__Do this__. Count the lines in the listing below that contain the word "brick", and reply with only that number.

__Provided data__.
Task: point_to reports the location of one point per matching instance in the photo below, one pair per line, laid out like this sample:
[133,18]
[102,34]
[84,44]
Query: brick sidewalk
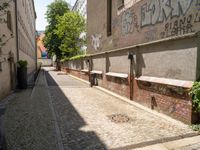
[28,120]
[68,114]
[84,116]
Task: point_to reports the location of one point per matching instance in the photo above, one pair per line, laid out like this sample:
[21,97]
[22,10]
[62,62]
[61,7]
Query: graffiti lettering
[129,22]
[151,35]
[160,10]
[178,27]
[197,17]
[96,41]
[198,4]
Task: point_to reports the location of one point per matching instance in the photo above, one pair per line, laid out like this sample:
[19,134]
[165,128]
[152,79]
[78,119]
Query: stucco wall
[7,73]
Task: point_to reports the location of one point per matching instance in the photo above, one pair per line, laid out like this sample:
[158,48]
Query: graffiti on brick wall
[151,34]
[159,11]
[129,22]
[178,27]
[96,40]
[198,4]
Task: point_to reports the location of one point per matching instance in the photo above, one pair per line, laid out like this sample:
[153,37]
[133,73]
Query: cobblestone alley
[65,113]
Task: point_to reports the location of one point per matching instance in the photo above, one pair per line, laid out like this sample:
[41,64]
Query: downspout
[17,44]
[130,57]
[17,36]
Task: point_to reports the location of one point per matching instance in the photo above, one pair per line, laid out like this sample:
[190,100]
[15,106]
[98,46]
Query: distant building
[81,7]
[18,32]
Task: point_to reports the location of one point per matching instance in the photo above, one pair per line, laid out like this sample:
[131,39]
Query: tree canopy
[62,35]
[69,28]
[51,40]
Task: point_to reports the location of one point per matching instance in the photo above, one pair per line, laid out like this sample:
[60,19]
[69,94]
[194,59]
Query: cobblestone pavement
[84,118]
[29,124]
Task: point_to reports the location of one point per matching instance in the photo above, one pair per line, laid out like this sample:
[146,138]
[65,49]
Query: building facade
[17,34]
[147,51]
[8,51]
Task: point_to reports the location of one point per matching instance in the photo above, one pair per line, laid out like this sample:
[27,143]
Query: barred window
[9,20]
[120,4]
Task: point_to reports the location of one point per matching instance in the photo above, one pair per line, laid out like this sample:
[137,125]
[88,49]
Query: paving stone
[84,119]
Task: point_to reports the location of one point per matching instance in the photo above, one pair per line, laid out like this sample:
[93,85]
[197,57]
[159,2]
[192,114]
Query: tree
[51,41]
[69,28]
[3,12]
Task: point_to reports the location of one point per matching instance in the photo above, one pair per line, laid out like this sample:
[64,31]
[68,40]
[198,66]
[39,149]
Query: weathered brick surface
[175,104]
[77,73]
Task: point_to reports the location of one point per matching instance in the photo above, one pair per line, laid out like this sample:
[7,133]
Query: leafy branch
[3,11]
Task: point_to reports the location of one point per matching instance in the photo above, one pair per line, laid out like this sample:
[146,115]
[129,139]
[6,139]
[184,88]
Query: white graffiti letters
[96,41]
[160,10]
[127,22]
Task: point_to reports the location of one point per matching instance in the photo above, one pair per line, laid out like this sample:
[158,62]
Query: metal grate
[119,118]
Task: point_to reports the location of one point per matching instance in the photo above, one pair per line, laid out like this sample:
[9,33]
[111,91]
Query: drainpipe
[130,57]
[17,44]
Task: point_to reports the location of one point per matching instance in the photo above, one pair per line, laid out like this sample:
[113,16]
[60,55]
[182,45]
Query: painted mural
[146,21]
[41,50]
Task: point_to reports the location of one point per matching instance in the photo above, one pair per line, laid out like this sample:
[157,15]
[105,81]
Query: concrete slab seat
[118,75]
[85,71]
[166,81]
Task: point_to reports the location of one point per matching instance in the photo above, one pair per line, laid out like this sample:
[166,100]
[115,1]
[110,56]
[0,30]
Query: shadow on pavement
[70,121]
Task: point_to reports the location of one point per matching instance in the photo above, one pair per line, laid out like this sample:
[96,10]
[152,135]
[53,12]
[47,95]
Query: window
[120,4]
[109,17]
[9,20]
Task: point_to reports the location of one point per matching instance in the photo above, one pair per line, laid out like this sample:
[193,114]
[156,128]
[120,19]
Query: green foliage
[196,127]
[195,93]
[69,28]
[51,41]
[62,35]
[3,11]
[22,63]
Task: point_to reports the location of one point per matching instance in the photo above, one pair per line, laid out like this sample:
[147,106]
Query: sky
[41,8]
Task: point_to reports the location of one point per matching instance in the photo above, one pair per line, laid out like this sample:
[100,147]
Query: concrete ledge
[96,72]
[119,75]
[173,82]
[84,70]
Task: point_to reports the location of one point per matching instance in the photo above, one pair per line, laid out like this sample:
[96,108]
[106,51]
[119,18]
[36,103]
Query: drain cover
[119,118]
[61,73]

__Problem solution__. 3